## Location identification items

□ □ □ □ □

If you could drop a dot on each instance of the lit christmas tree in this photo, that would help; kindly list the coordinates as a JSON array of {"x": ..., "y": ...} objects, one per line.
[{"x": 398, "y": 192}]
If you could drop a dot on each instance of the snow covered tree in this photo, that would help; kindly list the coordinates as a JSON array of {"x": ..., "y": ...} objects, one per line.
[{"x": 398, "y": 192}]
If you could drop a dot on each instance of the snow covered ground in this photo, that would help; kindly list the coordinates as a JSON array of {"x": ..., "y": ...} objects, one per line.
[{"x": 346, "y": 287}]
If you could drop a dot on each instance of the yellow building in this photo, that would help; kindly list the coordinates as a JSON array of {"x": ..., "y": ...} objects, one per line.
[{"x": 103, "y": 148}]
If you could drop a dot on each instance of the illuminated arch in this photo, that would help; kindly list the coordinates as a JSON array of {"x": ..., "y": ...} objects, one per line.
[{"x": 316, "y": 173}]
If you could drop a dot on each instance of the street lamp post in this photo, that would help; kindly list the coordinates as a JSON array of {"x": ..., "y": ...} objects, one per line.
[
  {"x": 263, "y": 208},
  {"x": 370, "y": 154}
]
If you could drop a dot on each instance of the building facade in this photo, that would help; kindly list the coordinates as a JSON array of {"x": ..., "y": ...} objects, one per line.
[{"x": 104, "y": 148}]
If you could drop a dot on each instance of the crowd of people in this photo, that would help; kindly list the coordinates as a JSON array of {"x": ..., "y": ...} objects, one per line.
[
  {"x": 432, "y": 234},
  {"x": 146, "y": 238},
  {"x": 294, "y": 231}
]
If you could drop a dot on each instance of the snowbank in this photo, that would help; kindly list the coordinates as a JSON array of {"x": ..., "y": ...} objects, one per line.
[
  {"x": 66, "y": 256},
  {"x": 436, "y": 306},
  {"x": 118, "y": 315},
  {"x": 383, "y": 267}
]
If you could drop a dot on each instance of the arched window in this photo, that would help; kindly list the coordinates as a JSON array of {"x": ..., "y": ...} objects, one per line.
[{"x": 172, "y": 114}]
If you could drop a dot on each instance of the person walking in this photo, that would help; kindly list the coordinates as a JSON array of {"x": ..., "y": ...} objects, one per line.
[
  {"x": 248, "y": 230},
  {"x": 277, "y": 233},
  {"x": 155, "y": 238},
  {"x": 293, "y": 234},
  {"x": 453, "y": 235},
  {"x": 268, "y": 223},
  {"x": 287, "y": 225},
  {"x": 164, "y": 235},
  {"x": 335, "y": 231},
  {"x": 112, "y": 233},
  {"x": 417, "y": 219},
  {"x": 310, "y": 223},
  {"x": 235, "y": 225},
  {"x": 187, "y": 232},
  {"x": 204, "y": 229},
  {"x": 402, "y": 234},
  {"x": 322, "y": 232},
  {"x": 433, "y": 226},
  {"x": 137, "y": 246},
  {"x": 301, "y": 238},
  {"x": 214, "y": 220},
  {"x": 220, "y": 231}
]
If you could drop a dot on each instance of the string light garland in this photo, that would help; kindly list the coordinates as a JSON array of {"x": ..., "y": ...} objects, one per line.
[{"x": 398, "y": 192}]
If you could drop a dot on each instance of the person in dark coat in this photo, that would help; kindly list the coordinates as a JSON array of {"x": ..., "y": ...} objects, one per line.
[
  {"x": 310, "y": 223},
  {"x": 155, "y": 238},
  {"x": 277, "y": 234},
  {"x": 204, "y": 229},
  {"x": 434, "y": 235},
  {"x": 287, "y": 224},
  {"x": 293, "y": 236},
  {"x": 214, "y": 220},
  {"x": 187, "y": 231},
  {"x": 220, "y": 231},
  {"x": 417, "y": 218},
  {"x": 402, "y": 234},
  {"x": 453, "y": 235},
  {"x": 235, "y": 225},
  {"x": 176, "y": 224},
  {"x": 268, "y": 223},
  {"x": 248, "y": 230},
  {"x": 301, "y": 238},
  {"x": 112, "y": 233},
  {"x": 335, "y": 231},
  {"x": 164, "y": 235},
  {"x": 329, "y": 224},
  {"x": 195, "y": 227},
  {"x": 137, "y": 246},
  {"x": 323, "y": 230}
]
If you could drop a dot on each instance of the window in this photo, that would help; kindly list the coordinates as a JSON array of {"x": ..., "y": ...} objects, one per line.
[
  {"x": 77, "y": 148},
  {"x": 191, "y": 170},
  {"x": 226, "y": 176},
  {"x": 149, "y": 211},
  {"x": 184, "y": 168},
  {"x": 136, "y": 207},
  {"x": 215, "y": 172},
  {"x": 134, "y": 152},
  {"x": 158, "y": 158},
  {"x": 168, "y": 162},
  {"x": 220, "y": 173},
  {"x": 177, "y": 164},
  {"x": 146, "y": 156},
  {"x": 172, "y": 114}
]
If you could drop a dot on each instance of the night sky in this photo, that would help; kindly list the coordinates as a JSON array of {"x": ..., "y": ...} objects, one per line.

□ □ □ □ □

The required output is the exact sequence of lines from the one containing "of the window" through the end of the listing, both endpoints included.

If you could drop a dot on each instance of the window in this photo, that would help; kindly list the coordinates as a JSON array of {"x": ..., "y": ...} objects, one per line.
[
  {"x": 77, "y": 148},
  {"x": 191, "y": 170},
  {"x": 226, "y": 176},
  {"x": 149, "y": 211},
  {"x": 184, "y": 168},
  {"x": 136, "y": 207},
  {"x": 215, "y": 172},
  {"x": 134, "y": 152},
  {"x": 158, "y": 158},
  {"x": 168, "y": 162},
  {"x": 220, "y": 173},
  {"x": 177, "y": 164},
  {"x": 146, "y": 156},
  {"x": 172, "y": 114}
]
If you could drop a dot on each instance of the night sky in this photo, that would help; kindly list the coordinates as a JSON array of {"x": ..., "y": ...} objects, one per line.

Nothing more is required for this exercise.